-- Start Document --

Understanding the Universe: From Quarks to the Cosmos. Don Lincoln. xxiv + 567 pp. World Scientific Publishing, 2004. Cloth, $88; paper, $28.

In his new book, Don Lincoln takes us on a rollicking tour of the universe: The reader finds out what we particle physicists understand about it, how we arrived at that understanding and where we think we're going next with our research (we may, of course, end up somewhere altogether different). Although some of the territory will be familiar to many readers, Lincoln enlivens the landscape with fresh details, irreverent (yet never unkind) remarks on the cast of characters, and explanations that are homey, humorous and often completely original.

Understanding the Universe: From Quarks to the Cosmosreveals that the story of particle physics has been marked by a series of tensions and resolutions, of proliferations followed by unifications. Lincoln underscores this point with a quotation from William James: "Any one will renovate his science who will steadily look after the irregular phenomena. And when the science is renewed, its new formulas often have more of the voice of the exceptions in them than of what were supposed to be the rules."

In the early 20th century, physics seemed to be tidily wrapped up, until some quiet but persistent voices demanded attention. Among the first discrepancies were these discoveries: cathode rays (William Crookes), x rays (Wilhelm Roentgen) and radioactivity (Marie and Pierre Curie). By mid-century, the particle "zoo" had proliferated. The picture came into focus only gradually, but by the end of the century physicists were able to tease order from the apparent chaos.

-- End Document --
-- Start Listed records --

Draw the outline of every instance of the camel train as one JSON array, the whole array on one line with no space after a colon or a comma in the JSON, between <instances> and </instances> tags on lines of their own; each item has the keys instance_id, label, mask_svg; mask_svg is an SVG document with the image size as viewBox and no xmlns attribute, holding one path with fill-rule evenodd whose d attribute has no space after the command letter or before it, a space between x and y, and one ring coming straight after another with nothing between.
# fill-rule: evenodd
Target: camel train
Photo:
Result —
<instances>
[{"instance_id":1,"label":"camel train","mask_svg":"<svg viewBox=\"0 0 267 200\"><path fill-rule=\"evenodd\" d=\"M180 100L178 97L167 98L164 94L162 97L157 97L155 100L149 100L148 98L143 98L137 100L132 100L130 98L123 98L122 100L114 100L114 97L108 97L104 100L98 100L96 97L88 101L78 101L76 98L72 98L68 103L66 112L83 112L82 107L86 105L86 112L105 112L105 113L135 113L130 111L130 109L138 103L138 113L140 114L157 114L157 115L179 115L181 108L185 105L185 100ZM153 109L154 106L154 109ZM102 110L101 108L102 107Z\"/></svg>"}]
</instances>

-- End Listed records --
-- Start Listed records --

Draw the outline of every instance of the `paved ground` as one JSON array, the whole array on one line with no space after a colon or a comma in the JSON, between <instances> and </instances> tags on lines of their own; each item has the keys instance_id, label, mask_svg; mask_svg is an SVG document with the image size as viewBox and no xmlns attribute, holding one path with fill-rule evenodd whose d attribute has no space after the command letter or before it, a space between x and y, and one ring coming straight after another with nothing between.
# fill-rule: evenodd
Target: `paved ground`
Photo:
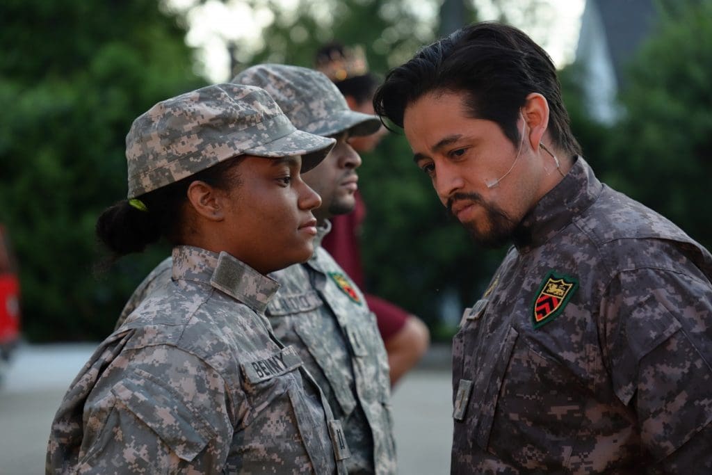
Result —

-- End Listed records --
-- Start Listed records --

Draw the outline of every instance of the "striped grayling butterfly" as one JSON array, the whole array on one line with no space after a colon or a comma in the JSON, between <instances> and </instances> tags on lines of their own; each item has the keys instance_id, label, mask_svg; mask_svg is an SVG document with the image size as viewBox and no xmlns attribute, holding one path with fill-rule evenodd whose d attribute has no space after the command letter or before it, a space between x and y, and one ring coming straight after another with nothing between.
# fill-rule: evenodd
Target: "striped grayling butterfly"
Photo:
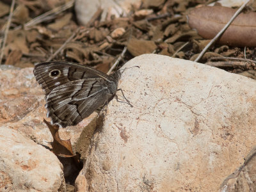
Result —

-- End Listed records --

Written instruction 1:
Reproduce the passage of the book review starting at "In the early" and ending at "the apparent chaos.".
Written instruction 2:
Please collect every line of the rows that contains the string "Target", with case counting.

Reply 1:
In the early 20th century, physics seemed to be tidily wrapped up, until some quiet but persistent voices demanded attention. Among the first discrepancies were these discoveries: cathode rays (William Crookes), x rays (Wilhelm Roentgen) and radioactivity (Marie and Pierre Curie). By mid-century, the particle "zoo" had proliferated. The picture came into focus only gradually, but by the end of the century physicists were able to tease order from the apparent chaos.

Reply 2:
Target: camel train
Target: `paved ground`
Target: "striped grayling butterfly"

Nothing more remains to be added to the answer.